Reading text –
*** Block opens ***
It’s tempting to be skeptical, however. Former U.S. Secretary of Labor Robert Reich, now a professor of public policy at the University of California at Berkeley, contemptuously noted in a September 2021 op-ed in the Guardian the opposition of the U.S. Business Roundtable, which includes chief executive officers of big hitters such as Apple, Walmart and JPMorgan, to President Joe Biden’s $3.5 trillion reconciliation bill, which included measures to enhance workforce training, alleviate poverty and reverse climate change. “Corporations will do whatever they can to maximize their profits and share values, social responsibility be damned,” he said.
Wood is more cautiously hopeful, saying that in his experience, clients seeking advice on compliance and risk management are becoming more interested in learning what they shouldn’t do as well as what they can’t do.
“What started to happen five years ago, but has been picking up in the last two years, is the emphasis around the stuff you probably shouldn’t do,” Wood says. “And that’s where corporate social responsibility and ESG falls.” He increasingly sees corporations demurring when it comes to dealing with a supply chain partner that has a spotty record on environmental protection, or cozy relationships with less-than-savory actors. “That, to me, is the broader context of this trend that has been unfolding over time.”
Wood is certain that change is coming. “Companies must decide if they want to get ahead of this ESG wave,” he warns. “They need to ask: Do we invest in it now, when it’s not as stringent a requirement as the tea leaves suggest it will be in the months and years ahead? Or do we just concentrate on all the regulatory stuff now, and deal with these ESG requirements when they’re real? But it’s only a matter of time before this becomes just like any other regulatory requirement.”
Kirk agrees. It’s time to move past “greenwashing” and other forms of lip service, he says, even if it’s mostly in pursuit of a competitive advantage. “Those who have been taking sustainability reporting seriously will still need to step up, because there will be a significantly increased requirement,” he says. “But they mostly have the mechanisms in place to achieve it. However, those who have been greenwashing will find this a pretty rude shock, and will have to make considerable efforts to get themselves into a position where they can comply with the new legislation.”
*** Block closes ***
Dataset excerpts
*** Block opens ***
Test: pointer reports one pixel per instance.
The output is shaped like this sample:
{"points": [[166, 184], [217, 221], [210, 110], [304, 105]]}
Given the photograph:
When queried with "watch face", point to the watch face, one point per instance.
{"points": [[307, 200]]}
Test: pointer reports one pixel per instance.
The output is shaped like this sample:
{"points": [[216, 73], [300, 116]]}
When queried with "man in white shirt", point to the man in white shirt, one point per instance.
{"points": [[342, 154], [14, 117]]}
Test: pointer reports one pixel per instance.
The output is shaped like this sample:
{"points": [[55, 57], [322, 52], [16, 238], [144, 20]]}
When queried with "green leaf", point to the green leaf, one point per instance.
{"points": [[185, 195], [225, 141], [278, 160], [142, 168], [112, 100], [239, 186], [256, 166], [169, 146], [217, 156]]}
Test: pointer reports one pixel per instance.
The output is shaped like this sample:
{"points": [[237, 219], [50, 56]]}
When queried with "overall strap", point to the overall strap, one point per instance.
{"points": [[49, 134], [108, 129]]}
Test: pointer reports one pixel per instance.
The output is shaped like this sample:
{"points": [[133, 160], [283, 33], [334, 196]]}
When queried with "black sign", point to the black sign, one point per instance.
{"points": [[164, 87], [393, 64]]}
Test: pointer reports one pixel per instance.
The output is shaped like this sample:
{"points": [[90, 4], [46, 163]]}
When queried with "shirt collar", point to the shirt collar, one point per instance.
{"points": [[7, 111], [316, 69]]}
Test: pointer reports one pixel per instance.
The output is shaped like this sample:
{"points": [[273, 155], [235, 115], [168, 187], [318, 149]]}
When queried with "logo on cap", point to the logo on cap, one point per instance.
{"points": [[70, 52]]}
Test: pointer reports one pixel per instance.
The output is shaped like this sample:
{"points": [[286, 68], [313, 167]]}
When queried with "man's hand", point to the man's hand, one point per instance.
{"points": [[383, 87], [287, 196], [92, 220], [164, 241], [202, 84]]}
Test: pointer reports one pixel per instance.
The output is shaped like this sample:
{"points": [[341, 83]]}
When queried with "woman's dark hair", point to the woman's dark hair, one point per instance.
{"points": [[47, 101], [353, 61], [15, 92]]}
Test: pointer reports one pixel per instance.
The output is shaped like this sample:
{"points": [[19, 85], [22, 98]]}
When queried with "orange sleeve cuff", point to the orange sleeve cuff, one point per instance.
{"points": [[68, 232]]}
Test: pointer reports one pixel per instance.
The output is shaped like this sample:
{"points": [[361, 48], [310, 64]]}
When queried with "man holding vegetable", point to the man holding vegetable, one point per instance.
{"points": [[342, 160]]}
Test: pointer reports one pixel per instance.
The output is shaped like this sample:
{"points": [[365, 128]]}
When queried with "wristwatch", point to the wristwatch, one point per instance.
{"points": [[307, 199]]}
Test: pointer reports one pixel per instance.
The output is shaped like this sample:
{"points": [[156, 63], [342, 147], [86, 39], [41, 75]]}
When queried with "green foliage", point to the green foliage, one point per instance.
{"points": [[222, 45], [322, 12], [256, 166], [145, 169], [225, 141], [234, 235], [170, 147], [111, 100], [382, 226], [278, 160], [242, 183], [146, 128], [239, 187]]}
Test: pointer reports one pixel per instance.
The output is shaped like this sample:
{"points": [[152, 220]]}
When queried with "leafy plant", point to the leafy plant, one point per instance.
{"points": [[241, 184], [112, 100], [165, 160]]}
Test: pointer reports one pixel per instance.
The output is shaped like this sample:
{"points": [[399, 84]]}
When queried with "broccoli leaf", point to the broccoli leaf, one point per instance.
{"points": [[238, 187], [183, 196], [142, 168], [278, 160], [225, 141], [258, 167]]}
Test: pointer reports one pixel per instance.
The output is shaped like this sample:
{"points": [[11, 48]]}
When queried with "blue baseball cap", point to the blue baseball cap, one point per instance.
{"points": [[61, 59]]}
*** Block closes ***
Continue the article on corporate ESG and sustainability reporting, starting right after its last paragraph.

As ever with widespread change in the commercial sector, laws are good, but consumer pressure is better. It’s clear that companies only change when they get hit in the pocket, hard. Johnson & Johnson reported profits of $20.9 billion in 2021, the year it agreed to a $100 million settlement over cancer-causing chemicals in its talcum powder. For someone earning $100,000 per year, that fine is the equivalent of a little under $500 — about the same as getting your car towed. It makes far more sense to go after J&J’s sales, which were nearly $94 billion that year.
“The expectation of consumers is going to play a key part,” Wood says. “We’re seeing this very powerfully in the Russia-Ukraine situation, with companies self-sanctioning. Regardless of whether they can legally do business with Russia, they’re not going to do business with Russia, because the [popular opinion] headwinds are just too strong. They want to signal to customers that they don’t stand for these types of activities.
“A lot of companies are getting on the offensive, signaling that they’re a progressive organization that believes in things like democracy and freedom,” Wood continues. Yes, he admits, it’s a branding exercise. But it’s still a good thing if corporations actually act as they say they will.
Ultimately, the real power lies with the consumer.